● Domande sul testo
(1) Nell'estratto sulla mortalità, quanti decessi sono stati contati da marzo a maggio del 2020?
(2) Indica se ciascuna affermazione concorda con l'estratto sulla mortalità. Rispondi sì o no e cita le parole del testo che lo stabiliscono. (a) L'eccesso di decessi è dovuto per il 72% all'aumento delle morti tra le persone con 80 anni e più. (b) Nelle regioni del Nord, ad aprile, i decessi sono aumentati del 94,5%. (c) La stagione invernale 2019-2020 era stata segnata da un peggioramento della mortalità.
(3) Elenca tutte le percentuali che compaiono nell'estratto sulla mortalità.

● Estratto del testo
----------------------------------------
Tra marzo e maggio 50mila morti in più rispetto alla media – L’impatto del virus sulla mortalità, guardando i dati ex post, è evidentissimo: “Dalla fine del mese di febbraio si è osservata una netta inversione di tendenza rispetto alla favorevole evoluzione della mortalità che aveva caratterizzato la stagione invernale 2019-2020”. Nei mesi di marzo e aprile, infatti, “si è osservato un importante incremento dei decessi per il complesso delle cause rispetto al livello atteso sulla base della media del periodo 2015-2019”. Nel complesso durante la prima fase dell’epidemia si sono contati “oltre 211mila decessi (da marzo a maggio del 2020), 50mila in più rispetto alla media dello stesso periodo del 2015-2019, di cui oltre 45 mila relativi a residenti nel Nord del Paese”. L’incremento nelle regioni del Nord ha fatto registrare “quasi un raddoppio dei decessi nel mese di marzo (+94,5% rispetto alla media dello stesso mese del periodo 2015-2019) e un incremento del +75% ad aprile”. L’eccesso di circa 50mila decessi è dovuto per il 72% all’incremento delle morti della popolazione con 80 anni e più. L’incremento della mortalità nella classe di età 65-79 anni spiega un altro 23% dell’eccesso.
----------------------------------------
● Voci fornite
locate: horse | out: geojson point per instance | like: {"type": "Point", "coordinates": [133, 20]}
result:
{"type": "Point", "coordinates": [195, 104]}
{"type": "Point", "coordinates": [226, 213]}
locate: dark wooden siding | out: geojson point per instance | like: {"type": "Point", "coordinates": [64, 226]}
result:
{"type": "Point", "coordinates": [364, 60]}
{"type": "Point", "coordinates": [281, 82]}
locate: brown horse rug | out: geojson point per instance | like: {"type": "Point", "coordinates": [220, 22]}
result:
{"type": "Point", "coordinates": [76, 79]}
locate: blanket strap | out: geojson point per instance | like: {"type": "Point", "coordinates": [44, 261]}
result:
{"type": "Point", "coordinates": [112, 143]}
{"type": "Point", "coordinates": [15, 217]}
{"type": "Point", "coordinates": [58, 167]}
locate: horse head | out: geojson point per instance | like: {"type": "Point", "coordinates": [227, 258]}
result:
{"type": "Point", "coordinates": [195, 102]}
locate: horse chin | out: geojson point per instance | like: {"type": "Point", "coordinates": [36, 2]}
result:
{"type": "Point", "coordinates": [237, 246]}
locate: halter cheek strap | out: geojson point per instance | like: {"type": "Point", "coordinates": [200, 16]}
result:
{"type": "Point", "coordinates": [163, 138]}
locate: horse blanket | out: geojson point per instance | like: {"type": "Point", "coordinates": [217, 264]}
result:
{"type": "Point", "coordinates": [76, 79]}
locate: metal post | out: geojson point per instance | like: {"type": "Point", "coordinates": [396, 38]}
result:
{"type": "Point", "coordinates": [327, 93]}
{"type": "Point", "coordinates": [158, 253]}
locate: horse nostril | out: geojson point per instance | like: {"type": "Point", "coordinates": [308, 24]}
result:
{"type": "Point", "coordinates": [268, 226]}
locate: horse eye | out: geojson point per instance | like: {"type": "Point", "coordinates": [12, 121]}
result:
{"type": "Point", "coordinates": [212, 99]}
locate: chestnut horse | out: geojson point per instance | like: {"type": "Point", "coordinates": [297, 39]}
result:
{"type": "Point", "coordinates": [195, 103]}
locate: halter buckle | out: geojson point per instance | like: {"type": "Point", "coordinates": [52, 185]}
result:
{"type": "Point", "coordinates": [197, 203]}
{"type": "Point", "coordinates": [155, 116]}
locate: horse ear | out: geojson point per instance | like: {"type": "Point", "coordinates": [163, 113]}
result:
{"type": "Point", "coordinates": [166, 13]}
----------------------------------------
● Risposte di seguito
(1) Oltre 211mila decessi.

(2)
(a) Sì: "L’eccesso di circa 50mila decessi è dovuto per il 72% all’incremento delle morti della popolazione con 80 anni e più".
(b) No: "un incremento del +75% ad aprile".
(c) No: "favorevole evoluzione della mortalità che aveva caratterizzato la stagione invernale 2019-2020".

(3) +94,5%, +75%, 72%, 23%